▸ **你的任务**
从下面条目的第一行开始，到含有“[[227, 22, 450, 173], [0, 120, 28, 148]]”的那一行结束，首尾两行都算在内，把这些行写成编号列表，空行不要。

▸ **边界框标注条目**
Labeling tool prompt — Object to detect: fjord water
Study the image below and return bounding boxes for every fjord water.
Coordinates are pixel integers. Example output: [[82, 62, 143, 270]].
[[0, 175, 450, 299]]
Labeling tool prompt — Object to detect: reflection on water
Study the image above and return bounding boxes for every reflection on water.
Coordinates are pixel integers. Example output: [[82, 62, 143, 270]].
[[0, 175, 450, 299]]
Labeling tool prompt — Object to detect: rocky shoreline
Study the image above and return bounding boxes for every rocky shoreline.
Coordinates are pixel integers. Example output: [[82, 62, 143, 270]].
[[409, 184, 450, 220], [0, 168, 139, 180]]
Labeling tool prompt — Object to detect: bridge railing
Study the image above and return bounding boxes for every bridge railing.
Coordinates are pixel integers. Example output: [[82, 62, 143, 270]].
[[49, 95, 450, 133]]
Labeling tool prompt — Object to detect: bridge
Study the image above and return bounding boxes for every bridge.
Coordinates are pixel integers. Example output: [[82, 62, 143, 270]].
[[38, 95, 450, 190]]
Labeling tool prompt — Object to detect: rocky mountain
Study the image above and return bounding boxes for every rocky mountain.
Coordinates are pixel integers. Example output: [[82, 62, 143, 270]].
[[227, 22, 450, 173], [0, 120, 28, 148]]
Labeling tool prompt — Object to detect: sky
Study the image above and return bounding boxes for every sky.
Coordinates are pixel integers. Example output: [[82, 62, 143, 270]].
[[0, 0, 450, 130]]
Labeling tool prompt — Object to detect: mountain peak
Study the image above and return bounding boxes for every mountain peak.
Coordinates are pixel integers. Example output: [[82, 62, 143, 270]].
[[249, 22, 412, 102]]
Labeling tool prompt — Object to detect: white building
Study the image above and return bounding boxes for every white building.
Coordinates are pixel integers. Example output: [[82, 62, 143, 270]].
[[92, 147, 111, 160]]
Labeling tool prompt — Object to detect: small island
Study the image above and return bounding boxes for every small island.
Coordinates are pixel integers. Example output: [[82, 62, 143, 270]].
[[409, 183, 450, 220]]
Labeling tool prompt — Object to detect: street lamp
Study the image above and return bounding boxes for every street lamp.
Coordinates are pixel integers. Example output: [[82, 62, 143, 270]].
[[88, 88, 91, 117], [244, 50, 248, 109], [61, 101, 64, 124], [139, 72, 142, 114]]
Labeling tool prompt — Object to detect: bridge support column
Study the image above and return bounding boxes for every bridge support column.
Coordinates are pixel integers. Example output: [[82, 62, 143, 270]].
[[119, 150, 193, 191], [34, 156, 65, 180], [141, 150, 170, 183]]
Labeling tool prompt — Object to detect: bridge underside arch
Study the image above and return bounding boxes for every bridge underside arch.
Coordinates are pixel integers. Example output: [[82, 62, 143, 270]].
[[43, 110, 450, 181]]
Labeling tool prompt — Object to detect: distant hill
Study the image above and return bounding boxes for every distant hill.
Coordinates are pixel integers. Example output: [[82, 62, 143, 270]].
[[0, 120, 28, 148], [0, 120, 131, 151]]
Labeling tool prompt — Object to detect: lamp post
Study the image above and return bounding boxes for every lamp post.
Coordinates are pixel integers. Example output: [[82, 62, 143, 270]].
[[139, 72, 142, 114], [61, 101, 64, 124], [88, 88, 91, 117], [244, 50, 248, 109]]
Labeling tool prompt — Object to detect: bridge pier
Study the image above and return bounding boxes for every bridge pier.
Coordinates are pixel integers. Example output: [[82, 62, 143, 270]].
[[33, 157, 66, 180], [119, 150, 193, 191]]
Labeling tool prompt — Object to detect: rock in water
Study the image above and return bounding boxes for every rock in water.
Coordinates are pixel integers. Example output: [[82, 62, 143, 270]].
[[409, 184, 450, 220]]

▸ **回复内容**
1. Labeling tool prompt — Object to detect: fjord water
2. Study the image below and return bounding boxes for every fjord water.
3. Coordinates are pixel integers. Example output: [[82, 62, 143, 270]].
4. [[0, 175, 450, 299]]
5. Labeling tool prompt — Object to detect: reflection on water
6. Study the image above and return bounding boxes for every reflection on water.
7. Coordinates are pixel integers. Example output: [[82, 62, 143, 270]].
8. [[0, 175, 450, 299]]
9. Labeling tool prompt — Object to detect: rocky shoreline
10. Study the image above and return bounding boxes for every rocky shoreline.
11. Coordinates are pixel integers. Example output: [[82, 62, 143, 270]].
12. [[409, 184, 450, 220], [0, 168, 139, 180]]
13. Labeling tool prompt — Object to detect: bridge railing
14. Study the image above and return bounding boxes for every bridge railing.
15. Coordinates are pixel integers. Example output: [[82, 62, 143, 270]].
16. [[49, 95, 450, 133]]
17. Labeling tool prompt — Object to detect: bridge
18. Study the image above and return bounding boxes for every bridge.
19. Coordinates are pixel integers. Example output: [[82, 62, 143, 270]].
20. [[38, 95, 450, 190]]
21. Labeling tool prompt — Object to detect: rocky mountain
22. Study the image above and return bounding boxes for every rocky mountain.
23. Coordinates are pixel integers. Example output: [[82, 62, 143, 270]].
24. [[227, 22, 450, 173], [0, 120, 28, 148]]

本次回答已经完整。